Your objective:
Every entry must be given again exactly. Include no pictures.
+-------+
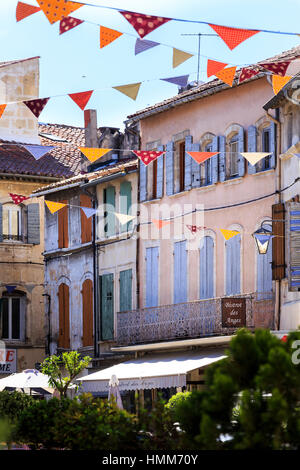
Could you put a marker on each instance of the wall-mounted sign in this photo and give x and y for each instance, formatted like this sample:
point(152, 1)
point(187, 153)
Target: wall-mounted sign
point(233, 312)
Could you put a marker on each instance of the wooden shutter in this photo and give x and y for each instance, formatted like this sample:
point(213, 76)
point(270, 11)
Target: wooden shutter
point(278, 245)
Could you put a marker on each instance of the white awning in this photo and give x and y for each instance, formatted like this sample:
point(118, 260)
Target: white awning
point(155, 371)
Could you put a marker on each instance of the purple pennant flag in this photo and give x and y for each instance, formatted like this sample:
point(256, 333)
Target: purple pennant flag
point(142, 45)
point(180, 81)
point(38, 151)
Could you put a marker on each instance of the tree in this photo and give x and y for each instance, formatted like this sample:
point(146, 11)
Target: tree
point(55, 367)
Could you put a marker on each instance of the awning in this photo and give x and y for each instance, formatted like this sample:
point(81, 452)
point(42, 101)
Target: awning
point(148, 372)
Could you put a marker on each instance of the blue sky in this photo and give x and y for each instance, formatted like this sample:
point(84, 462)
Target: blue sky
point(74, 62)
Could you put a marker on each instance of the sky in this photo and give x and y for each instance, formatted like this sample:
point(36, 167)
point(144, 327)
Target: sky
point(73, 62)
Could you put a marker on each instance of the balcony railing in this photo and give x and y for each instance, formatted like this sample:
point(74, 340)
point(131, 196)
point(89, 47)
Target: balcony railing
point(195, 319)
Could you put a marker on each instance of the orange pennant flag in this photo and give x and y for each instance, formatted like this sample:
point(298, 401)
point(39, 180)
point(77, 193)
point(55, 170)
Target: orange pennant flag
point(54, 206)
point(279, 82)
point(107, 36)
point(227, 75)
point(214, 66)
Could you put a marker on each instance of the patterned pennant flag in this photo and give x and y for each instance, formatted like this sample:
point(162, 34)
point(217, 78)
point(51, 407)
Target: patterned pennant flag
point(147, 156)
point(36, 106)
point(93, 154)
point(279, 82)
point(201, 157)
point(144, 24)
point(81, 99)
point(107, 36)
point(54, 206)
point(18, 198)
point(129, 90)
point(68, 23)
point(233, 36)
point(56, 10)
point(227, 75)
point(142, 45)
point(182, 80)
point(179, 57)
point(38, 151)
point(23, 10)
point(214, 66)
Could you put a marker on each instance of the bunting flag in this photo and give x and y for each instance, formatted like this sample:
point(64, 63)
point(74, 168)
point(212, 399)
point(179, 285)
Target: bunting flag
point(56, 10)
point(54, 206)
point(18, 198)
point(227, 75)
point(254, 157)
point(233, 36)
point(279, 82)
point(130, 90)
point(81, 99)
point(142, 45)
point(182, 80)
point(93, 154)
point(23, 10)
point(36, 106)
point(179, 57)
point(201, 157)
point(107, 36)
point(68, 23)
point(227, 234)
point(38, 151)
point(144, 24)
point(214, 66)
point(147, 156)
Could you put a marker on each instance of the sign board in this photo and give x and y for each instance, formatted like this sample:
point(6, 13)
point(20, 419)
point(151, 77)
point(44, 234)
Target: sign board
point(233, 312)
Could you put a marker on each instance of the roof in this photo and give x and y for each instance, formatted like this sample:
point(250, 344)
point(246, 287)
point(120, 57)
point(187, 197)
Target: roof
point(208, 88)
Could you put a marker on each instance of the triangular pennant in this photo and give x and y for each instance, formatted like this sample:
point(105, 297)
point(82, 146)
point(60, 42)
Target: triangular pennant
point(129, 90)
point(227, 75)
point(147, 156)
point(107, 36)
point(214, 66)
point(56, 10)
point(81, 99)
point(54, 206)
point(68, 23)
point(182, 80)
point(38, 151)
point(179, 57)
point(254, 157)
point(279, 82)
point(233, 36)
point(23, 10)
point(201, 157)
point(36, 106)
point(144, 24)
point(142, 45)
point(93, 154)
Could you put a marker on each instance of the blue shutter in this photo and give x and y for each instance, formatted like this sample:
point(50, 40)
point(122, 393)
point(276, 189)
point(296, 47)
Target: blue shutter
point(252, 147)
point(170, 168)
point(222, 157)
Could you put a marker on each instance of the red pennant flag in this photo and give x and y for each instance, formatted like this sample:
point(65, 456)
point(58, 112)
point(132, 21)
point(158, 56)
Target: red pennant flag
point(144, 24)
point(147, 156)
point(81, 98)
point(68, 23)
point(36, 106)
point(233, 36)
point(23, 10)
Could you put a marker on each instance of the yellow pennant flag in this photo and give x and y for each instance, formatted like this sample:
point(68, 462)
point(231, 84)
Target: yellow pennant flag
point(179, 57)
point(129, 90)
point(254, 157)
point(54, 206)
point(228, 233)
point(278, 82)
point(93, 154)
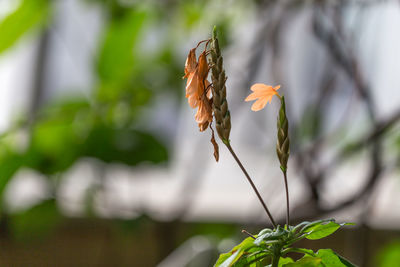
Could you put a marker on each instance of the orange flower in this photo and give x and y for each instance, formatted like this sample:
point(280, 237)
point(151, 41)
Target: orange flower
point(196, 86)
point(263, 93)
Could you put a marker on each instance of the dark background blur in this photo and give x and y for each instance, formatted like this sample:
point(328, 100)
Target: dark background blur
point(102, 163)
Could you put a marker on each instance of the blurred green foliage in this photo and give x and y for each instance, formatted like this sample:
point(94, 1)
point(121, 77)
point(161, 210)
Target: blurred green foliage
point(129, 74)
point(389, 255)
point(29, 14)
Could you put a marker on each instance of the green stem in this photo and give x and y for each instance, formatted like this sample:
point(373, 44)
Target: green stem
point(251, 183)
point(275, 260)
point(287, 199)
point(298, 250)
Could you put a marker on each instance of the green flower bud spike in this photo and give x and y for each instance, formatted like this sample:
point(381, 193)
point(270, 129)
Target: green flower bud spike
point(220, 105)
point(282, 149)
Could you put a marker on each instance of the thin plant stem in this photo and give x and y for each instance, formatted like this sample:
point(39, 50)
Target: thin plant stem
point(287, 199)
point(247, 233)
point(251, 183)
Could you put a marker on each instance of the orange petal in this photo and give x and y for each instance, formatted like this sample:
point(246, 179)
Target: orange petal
+-------+
Written response:
Could you put a marker on each instance of the wall-mounted sign in this photo and give x and y for each instance, formatted like this sample:
point(152, 1)
point(187, 153)
Target: wall-mounted sign
point(233, 312)
Could you put a marker on each instance of the wooden shutter in this photo and give x and y for each instance, formatted like this sample:
point(213, 76)
point(270, 11)
Target: wooden shutter
point(278, 245)
Could you put a marker on each instance of the white awning in this photo and give x and y for each instance, formatted like this sample:
point(118, 260)
Target: white awning
point(155, 371)
Could you put a marker on each instance of the purple pennant flag in this photo and give x and y for each instance, formatted like this sample:
point(256, 333)
Target: purple pennant flag
point(142, 45)
point(180, 81)
point(38, 151)
Could you put a marker on each instance of the tree in this photo and give x and y for each instance, formatted like this sample:
point(146, 11)
Target: tree
point(55, 367)
Could you put a marker on each instance of the awning in this photo and give x and y for each instance, formatted like this sample:
point(81, 452)
point(42, 101)
Target: awning
point(148, 372)
Could you put a marker on each instance of the blue sky in this photo and give x and y for each instance, formatted like this sample:
point(84, 462)
Target: blue sky
point(74, 62)
Could you put a marker on each instance of the sky in this photo and give x and y for each instance, formatted like this sample:
point(36, 167)
point(144, 327)
Target: sky
point(73, 62)
Could you put a marker on each instance of the balcony railing in this photo and give x and y for each instance, formatted like this sample:
point(74, 340)
point(131, 196)
point(89, 47)
Target: balcony railing
point(195, 319)
Could you put a marker on each instance of the orange pennant flag in this photo and give x and y for each instance, formatted like this sample:
point(298, 401)
point(39, 180)
point(77, 193)
point(55, 170)
Target: orange pennant flag
point(54, 206)
point(279, 82)
point(107, 36)
point(227, 75)
point(214, 66)
Could you put a marker on each instance of the patterned pennant flag in this photo and give x and y for each instance, formatted like this sample:
point(162, 34)
point(217, 78)
point(51, 407)
Target: patterned pennant flag
point(147, 156)
point(36, 106)
point(93, 154)
point(279, 82)
point(201, 157)
point(144, 24)
point(81, 99)
point(107, 36)
point(54, 206)
point(18, 198)
point(129, 90)
point(68, 23)
point(233, 36)
point(56, 10)
point(227, 75)
point(142, 45)
point(182, 80)
point(179, 57)
point(38, 151)
point(23, 10)
point(214, 66)
Could you put a marker on each instance of the bunting flag in this photo and give x and y for each instance, formatted like this sample:
point(64, 63)
point(74, 168)
point(212, 399)
point(179, 285)
Target: bunting flag
point(56, 10)
point(54, 206)
point(18, 198)
point(227, 75)
point(254, 157)
point(233, 36)
point(279, 82)
point(130, 90)
point(81, 99)
point(142, 45)
point(182, 80)
point(93, 154)
point(23, 10)
point(36, 106)
point(179, 57)
point(201, 157)
point(107, 36)
point(68, 23)
point(227, 234)
point(38, 151)
point(144, 24)
point(214, 66)
point(147, 156)
Could you put a marker on each instance of the sign board in this photo and give x and y for each instance, formatted like this sample:
point(6, 13)
point(20, 419)
point(151, 77)
point(44, 234)
Target: sign board
point(233, 312)
Could you put a marker on each instance of the roof in this photo and give x and y for each instance, formatted like this sample:
point(250, 344)
point(246, 287)
point(120, 57)
point(187, 197)
Target: roof
point(208, 88)
Could you put a marker on each instance of the triangular pennant in this photo and give x and y for each instance, formatted like this sample:
point(105, 297)
point(82, 146)
point(60, 42)
Target: triangular pennant
point(129, 90)
point(227, 75)
point(147, 156)
point(107, 36)
point(214, 66)
point(56, 10)
point(81, 99)
point(54, 206)
point(68, 23)
point(182, 80)
point(38, 151)
point(179, 57)
point(254, 157)
point(279, 82)
point(233, 36)
point(23, 10)
point(201, 157)
point(36, 106)
point(144, 24)
point(142, 45)
point(93, 154)
Could you put a marker on each instance of the blue shutter in this photo and give x and y for each instance, formatted like this sample:
point(50, 40)
point(122, 393)
point(276, 189)
point(296, 47)
Target: blue shutter
point(252, 147)
point(170, 168)
point(222, 157)
Could you put a marker on each instance of the red pennant flag in this photo and give x and y for each instance, formatted like this sample:
point(65, 456)
point(58, 112)
point(132, 21)
point(158, 56)
Target: red pennant flag
point(144, 24)
point(147, 156)
point(81, 98)
point(68, 23)
point(36, 106)
point(233, 36)
point(23, 10)
Could you put a marker on each instance of the yellow pennant flag in this photo and give x and y for each instance, formatted like this sample:
point(68, 462)
point(231, 84)
Target: yellow pennant flag
point(179, 57)
point(129, 90)
point(254, 157)
point(54, 206)
point(228, 233)
point(278, 82)
point(93, 154)
Could you put a marker on each instance of the orange flower in this photo and give x and y for each instance, formatted like this sample:
point(280, 237)
point(151, 41)
Target: orange flower
point(196, 86)
point(263, 93)
Could you put a marker on each instance of the dark background blur in this photo and give x and y for each instance, formatted like this sample:
point(328, 100)
Target: dark background blur
point(102, 163)
Could you put a marker on each instance of the blurred green foliage in this photo and give x and y for each instance, formatted like this sample:
point(94, 1)
point(121, 77)
point(161, 210)
Target: blurred green foliage
point(129, 74)
point(389, 255)
point(29, 14)
Could you put a marker on each instance of the green stem in this photo and give x and y for each instance, formatted like this sample:
point(373, 44)
Target: green stem
point(251, 183)
point(275, 260)
point(287, 199)
point(298, 250)
Could you put a marker on each instance of the green flower bud spike in this photo and give x and y for each instance, formatted like this sample:
point(381, 193)
point(270, 129)
Target: green flower bud spike
point(220, 105)
point(282, 149)
Could you put a marker on each instance of the thin plant stem in this photo and give x and y for each instance, formatted like this sample:
point(39, 50)
Target: thin plant stem
point(287, 199)
point(247, 233)
point(251, 183)
Could you put a marker on each instance of the orange petal in this photo and give x and y for each instance, formatted like this sample:
point(246, 179)
Target: orange petal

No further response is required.